▶ [Aim of the exercise] From the items below, pull out each line that contains the word "bundle" and copy it unchanged.

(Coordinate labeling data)
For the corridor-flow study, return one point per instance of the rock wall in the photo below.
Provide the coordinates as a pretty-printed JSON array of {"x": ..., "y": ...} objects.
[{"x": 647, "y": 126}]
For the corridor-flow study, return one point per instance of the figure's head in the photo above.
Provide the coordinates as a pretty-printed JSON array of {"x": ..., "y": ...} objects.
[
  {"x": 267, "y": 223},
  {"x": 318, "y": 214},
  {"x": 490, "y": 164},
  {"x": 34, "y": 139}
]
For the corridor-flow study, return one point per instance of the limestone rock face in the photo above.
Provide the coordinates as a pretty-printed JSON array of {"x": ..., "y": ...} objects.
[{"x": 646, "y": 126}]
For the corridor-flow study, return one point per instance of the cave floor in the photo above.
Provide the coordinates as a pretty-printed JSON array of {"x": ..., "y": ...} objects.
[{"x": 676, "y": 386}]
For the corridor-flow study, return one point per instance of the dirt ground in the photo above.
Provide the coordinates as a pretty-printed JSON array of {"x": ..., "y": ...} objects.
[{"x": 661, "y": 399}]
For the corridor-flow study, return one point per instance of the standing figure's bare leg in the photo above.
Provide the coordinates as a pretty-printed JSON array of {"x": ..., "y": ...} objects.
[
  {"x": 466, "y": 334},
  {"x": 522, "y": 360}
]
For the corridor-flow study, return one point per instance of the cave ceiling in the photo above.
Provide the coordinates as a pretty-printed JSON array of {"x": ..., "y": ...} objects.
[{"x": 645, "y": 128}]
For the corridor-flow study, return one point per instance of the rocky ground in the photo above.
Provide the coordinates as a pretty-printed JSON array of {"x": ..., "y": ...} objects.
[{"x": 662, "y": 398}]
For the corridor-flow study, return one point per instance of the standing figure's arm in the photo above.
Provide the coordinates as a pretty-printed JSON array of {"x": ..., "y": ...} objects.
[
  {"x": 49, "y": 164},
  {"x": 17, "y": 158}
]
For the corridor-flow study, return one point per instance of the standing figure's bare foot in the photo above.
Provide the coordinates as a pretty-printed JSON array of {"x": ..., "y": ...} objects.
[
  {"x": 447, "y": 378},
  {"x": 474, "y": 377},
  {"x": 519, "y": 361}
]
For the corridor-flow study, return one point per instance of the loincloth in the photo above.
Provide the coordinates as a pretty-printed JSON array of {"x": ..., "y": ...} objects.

---

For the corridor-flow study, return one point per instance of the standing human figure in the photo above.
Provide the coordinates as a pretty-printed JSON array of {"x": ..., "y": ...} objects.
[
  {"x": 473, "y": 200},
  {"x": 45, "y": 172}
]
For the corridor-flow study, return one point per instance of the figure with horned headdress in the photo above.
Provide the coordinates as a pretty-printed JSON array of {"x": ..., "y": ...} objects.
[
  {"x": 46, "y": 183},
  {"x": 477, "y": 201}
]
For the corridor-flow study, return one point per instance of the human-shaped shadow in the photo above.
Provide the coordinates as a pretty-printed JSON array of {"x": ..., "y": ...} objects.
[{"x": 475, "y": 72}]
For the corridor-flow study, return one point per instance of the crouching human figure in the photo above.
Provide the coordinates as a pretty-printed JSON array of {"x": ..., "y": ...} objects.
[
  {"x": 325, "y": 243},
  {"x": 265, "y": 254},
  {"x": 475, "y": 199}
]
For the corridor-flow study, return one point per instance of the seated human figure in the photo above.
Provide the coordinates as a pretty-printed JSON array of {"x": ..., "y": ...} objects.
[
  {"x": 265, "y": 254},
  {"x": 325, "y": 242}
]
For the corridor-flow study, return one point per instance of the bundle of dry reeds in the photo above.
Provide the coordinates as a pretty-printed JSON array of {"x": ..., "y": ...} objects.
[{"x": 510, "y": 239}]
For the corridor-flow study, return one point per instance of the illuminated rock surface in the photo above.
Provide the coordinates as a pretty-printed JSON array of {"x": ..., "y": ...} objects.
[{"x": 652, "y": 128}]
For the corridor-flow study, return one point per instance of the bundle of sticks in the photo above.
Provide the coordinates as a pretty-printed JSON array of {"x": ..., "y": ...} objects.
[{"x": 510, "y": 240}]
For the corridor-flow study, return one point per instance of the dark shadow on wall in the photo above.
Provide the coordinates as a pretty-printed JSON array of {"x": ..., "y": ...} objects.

▶ [Response for this exercise]
For the corridor-flow study, return one point per instance of the bundle of dry reeds in the photo above.
For the corridor-flow study, return one point per instance of the bundle of sticks in the photo above.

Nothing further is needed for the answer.